* **Aim 1**
List every word in the subject line of the mailing-list post on Agda instance arguments that follows the bracketed tag.

* **Quoted text**

[Agda] Instance arguments and hole types

[Tillmann Rendel]

Hi,

I'm trying to use Agda's instance arguments to overload the ⟦_⟧ function 
for various different types of syntax, and it works. But it is less 
convenient than I hoped, because sometimes, the Emacs mode shows the 
overloading plumbing instead of inlining it away.

* **Excerpted records**

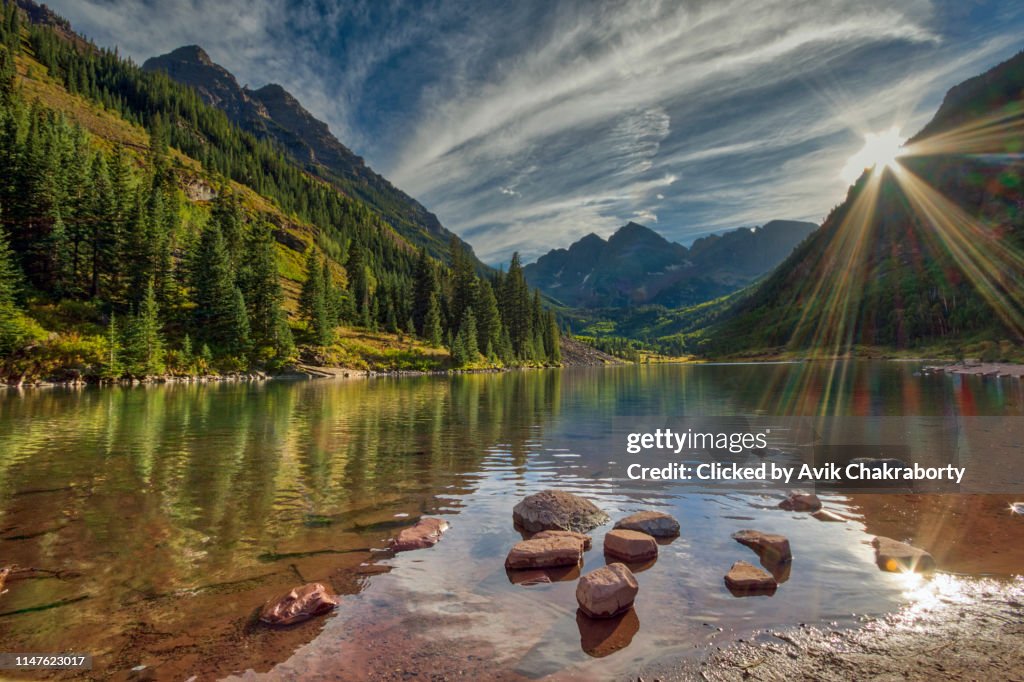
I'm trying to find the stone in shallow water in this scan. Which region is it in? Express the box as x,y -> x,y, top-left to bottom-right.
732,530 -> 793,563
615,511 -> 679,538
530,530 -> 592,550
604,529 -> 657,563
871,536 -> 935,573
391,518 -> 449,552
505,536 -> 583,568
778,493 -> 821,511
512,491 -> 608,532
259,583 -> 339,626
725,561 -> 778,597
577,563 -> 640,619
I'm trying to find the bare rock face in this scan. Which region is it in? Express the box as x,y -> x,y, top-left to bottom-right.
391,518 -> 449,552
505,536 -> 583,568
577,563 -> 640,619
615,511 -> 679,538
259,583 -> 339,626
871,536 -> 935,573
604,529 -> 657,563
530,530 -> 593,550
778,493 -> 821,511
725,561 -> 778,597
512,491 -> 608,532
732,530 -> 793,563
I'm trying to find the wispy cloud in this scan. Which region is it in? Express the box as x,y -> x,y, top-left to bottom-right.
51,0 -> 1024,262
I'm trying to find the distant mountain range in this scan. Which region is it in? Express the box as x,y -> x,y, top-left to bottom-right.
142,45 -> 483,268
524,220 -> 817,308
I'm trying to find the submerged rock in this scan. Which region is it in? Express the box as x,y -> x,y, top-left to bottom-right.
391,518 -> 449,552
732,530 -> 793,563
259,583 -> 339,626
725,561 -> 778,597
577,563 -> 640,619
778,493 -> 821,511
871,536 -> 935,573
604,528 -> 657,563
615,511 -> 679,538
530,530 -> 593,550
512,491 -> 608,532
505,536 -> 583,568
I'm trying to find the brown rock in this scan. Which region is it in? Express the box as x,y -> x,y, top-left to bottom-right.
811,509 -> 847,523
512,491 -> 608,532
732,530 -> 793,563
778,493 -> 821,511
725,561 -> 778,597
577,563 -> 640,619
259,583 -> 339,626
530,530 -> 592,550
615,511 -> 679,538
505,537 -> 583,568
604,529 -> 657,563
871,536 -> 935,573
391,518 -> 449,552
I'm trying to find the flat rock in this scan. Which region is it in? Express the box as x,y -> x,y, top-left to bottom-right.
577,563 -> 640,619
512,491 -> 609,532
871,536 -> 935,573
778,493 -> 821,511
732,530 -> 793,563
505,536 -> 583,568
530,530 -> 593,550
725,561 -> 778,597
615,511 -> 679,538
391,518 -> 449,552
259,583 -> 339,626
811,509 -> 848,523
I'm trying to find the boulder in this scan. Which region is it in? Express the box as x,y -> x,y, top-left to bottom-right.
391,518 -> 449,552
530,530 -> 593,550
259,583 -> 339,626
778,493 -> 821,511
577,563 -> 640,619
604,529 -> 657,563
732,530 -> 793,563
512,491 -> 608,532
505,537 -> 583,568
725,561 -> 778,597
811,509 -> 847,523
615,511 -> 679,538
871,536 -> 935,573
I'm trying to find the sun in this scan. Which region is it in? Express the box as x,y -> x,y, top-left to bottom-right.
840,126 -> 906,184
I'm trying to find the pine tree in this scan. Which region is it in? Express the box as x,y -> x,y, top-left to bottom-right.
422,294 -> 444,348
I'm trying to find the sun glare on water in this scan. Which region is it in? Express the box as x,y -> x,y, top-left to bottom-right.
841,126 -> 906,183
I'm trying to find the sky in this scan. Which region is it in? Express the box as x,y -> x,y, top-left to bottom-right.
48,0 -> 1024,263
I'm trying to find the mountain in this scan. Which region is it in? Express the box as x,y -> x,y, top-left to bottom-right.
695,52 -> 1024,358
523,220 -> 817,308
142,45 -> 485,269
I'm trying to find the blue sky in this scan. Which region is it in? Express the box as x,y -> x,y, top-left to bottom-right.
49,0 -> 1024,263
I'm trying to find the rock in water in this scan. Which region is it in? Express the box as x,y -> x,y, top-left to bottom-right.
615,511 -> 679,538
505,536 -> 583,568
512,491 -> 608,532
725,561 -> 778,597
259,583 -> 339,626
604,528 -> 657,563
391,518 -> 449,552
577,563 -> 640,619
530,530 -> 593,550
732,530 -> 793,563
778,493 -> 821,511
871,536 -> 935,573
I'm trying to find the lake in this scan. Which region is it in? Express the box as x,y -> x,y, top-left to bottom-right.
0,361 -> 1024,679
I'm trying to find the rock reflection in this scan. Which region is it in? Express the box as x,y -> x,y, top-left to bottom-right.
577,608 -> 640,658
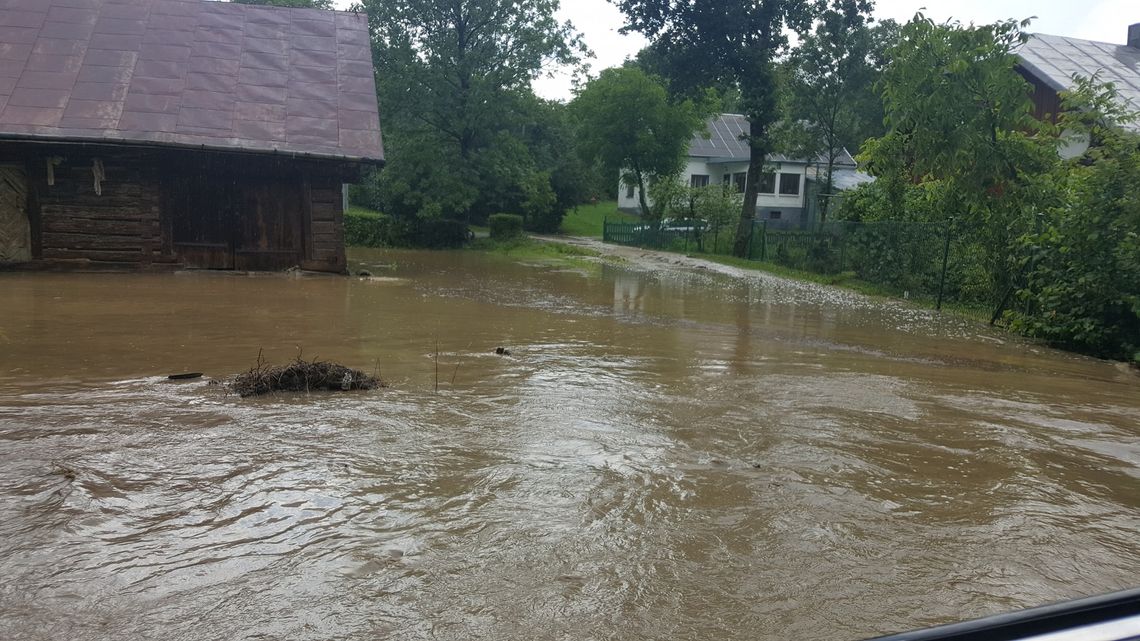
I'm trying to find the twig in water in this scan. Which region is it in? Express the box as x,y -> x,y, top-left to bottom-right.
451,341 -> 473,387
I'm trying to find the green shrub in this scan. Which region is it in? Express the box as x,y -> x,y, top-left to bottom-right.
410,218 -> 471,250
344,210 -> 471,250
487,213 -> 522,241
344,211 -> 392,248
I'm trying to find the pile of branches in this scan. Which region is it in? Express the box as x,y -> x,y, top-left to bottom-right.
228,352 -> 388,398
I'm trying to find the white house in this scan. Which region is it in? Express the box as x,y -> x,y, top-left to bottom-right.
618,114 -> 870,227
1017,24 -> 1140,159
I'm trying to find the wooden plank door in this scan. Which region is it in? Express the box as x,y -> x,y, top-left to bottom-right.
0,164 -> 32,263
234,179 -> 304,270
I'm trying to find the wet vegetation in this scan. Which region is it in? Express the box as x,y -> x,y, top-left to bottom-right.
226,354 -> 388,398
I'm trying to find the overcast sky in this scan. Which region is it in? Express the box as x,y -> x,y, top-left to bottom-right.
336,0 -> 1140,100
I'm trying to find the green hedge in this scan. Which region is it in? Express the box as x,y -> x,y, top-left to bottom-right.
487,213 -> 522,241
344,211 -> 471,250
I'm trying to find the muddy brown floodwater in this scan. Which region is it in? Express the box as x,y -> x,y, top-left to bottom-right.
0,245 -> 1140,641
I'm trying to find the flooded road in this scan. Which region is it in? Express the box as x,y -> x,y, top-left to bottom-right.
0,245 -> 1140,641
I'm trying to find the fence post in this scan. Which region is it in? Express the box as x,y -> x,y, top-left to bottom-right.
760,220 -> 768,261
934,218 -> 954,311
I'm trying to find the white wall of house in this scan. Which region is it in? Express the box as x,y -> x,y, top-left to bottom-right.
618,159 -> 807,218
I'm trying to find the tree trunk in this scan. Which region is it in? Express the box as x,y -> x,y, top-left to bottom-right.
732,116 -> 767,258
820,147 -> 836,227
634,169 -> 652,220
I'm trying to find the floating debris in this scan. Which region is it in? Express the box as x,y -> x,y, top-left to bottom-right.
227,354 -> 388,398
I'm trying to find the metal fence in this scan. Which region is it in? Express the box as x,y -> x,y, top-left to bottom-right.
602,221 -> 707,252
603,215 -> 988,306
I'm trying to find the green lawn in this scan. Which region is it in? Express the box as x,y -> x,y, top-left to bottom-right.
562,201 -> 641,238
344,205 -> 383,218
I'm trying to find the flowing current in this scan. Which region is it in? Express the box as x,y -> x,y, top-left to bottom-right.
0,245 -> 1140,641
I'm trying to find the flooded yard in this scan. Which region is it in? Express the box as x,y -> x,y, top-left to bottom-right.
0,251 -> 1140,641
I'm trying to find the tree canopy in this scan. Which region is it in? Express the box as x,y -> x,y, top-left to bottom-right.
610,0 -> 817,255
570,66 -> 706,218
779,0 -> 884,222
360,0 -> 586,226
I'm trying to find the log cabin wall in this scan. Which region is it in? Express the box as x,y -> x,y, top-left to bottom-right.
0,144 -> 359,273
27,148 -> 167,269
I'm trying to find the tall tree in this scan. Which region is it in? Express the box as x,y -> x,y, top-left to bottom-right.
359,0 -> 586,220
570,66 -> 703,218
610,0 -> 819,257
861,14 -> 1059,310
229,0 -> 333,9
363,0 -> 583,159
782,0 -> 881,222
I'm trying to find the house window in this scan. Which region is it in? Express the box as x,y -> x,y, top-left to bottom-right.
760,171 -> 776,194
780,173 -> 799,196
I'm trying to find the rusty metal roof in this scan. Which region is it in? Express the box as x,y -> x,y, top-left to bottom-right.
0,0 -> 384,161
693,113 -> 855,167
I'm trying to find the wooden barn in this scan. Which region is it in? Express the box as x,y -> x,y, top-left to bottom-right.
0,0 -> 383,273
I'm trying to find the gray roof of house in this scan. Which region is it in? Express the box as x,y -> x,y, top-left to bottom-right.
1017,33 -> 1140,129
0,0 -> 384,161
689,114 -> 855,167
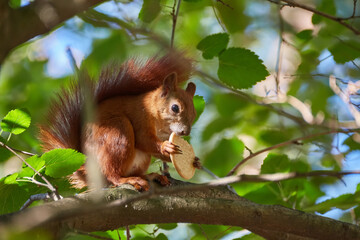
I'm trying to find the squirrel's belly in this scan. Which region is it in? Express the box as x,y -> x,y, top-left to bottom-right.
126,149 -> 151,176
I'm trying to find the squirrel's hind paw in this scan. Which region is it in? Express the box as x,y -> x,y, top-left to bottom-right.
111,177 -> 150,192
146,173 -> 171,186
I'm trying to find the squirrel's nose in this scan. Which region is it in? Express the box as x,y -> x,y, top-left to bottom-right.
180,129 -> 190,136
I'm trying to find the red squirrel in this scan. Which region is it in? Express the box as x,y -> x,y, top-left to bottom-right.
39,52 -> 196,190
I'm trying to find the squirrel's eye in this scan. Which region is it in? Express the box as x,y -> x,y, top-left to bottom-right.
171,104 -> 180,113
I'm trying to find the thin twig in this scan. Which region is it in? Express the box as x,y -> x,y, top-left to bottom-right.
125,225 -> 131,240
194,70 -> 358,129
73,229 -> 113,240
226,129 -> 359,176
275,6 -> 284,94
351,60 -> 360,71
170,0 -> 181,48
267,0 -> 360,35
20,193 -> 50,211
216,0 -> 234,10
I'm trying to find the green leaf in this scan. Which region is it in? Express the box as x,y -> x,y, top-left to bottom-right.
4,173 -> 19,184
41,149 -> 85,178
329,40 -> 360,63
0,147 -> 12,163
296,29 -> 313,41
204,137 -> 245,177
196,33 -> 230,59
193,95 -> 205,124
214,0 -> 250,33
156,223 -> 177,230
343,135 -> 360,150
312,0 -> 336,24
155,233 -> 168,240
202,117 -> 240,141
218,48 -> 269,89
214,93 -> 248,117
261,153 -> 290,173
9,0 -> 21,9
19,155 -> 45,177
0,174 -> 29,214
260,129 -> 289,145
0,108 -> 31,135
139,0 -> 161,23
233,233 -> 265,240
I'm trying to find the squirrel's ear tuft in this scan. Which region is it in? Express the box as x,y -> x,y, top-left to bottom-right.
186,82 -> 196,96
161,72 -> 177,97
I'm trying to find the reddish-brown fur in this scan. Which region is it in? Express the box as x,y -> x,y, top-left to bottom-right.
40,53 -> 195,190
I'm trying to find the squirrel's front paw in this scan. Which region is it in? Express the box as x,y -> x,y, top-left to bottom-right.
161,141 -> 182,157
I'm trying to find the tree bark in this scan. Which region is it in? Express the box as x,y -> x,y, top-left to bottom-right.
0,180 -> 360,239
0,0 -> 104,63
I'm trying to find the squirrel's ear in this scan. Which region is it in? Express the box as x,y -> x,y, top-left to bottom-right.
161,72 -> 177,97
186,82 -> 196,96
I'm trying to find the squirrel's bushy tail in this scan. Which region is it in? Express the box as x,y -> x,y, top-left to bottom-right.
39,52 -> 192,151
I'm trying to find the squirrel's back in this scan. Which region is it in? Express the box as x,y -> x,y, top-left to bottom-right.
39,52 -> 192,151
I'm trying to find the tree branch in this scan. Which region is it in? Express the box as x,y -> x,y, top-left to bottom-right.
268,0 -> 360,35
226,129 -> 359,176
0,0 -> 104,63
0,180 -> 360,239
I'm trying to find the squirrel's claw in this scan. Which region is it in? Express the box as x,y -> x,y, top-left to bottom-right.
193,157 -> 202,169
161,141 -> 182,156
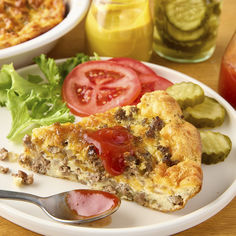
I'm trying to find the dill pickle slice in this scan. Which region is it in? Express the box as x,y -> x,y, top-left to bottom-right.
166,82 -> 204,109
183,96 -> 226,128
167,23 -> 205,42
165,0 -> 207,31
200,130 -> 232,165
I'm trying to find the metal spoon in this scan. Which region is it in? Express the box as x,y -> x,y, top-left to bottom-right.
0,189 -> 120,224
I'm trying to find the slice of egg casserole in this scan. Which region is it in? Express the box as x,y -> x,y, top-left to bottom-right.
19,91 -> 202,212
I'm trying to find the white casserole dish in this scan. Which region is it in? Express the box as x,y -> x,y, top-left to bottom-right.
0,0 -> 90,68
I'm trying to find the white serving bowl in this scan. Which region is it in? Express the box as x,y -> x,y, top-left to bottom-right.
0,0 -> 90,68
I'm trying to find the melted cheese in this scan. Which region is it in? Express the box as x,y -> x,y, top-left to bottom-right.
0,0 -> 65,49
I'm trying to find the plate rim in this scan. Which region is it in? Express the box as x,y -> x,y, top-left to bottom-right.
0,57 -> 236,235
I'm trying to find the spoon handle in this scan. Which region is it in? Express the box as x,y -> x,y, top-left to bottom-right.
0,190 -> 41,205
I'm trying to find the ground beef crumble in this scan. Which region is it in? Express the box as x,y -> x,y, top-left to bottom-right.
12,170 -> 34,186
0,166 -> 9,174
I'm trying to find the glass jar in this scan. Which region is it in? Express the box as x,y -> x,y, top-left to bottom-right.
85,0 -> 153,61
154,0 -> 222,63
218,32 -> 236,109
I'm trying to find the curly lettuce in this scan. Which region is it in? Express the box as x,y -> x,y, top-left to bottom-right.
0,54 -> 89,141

* **Aim 2**
Tally the lines of the records that contain the string "fence". Reply with the number alone.

* **Expected output 1**
Instance, arguments, and, hole, types

* **Expected output 2**
2